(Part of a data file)

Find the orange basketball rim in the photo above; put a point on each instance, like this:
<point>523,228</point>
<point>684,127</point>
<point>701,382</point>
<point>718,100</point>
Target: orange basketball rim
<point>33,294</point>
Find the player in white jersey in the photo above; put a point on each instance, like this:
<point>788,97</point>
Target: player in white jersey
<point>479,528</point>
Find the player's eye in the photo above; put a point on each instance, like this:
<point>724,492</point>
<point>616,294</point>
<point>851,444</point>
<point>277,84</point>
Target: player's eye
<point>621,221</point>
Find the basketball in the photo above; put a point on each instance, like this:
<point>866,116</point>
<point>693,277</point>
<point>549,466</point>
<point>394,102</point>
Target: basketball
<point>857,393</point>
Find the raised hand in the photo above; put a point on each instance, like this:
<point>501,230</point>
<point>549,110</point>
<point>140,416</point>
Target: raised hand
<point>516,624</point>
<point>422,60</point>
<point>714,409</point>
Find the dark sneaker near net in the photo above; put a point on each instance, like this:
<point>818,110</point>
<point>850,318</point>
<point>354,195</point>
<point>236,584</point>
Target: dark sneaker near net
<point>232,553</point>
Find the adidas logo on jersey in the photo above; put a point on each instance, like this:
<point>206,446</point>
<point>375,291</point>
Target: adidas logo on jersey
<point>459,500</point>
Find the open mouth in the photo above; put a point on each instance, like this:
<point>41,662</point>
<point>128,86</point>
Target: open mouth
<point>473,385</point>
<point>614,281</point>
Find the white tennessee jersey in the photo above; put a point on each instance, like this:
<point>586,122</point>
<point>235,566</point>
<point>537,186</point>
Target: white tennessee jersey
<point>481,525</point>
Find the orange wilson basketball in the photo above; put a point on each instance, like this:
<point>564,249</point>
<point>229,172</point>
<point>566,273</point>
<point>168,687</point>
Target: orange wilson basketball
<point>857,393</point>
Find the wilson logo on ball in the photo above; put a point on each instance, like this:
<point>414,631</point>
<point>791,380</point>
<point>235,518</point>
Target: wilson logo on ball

## JOB
Repeat every line of the records above exactly.

## CORRECT RESPONSE
Find the orange basketball rim in the photo above; put a point on each instance, like this:
<point>523,228</point>
<point>684,127</point>
<point>701,382</point>
<point>718,100</point>
Target: orange basketball rim
<point>33,294</point>
Find the player in white jersey in the photo above; put a point on each instance, like this:
<point>788,97</point>
Target: player in white jersey
<point>479,528</point>
Find the player's eye in the photo above; put a point on each instance, like this:
<point>724,492</point>
<point>616,294</point>
<point>851,444</point>
<point>277,84</point>
Target: player's eye
<point>621,221</point>
Find the basketball in the photo above; put a point on each instance, like this:
<point>866,116</point>
<point>693,277</point>
<point>549,466</point>
<point>394,102</point>
Target: basketball
<point>857,393</point>
Find the raised hand in the photo above; put a point on each instance, like this:
<point>501,230</point>
<point>549,110</point>
<point>140,416</point>
Target: raised hand
<point>516,624</point>
<point>422,60</point>
<point>714,409</point>
Find the dark sneaker near net in the photo above; put a point on each instance, like this:
<point>818,110</point>
<point>850,318</point>
<point>354,195</point>
<point>236,584</point>
Target: dark sneaker near net
<point>232,553</point>
Find the adidas logo on jersey in the photo above; put a point on each instance, like this:
<point>206,446</point>
<point>375,291</point>
Target: adidas logo on jersey
<point>459,500</point>
Find the open mouth in the photo above; put a point on each instance, like this:
<point>41,662</point>
<point>128,86</point>
Target: open mouth
<point>473,385</point>
<point>614,281</point>
Find the white tennessee jersey in the photo above; put a point on each instance, like this:
<point>586,122</point>
<point>235,566</point>
<point>537,186</point>
Target: white tennessee jersey
<point>481,525</point>
Find the orange wilson basketball in the photo above; put a point on each instance, like this:
<point>564,249</point>
<point>229,172</point>
<point>566,273</point>
<point>168,687</point>
Target: orange wilson basketball
<point>857,393</point>
Find the wilson logo on ball in the photo above; put a point on each instance, like this:
<point>414,631</point>
<point>791,380</point>
<point>235,518</point>
Target: wilson logo on ball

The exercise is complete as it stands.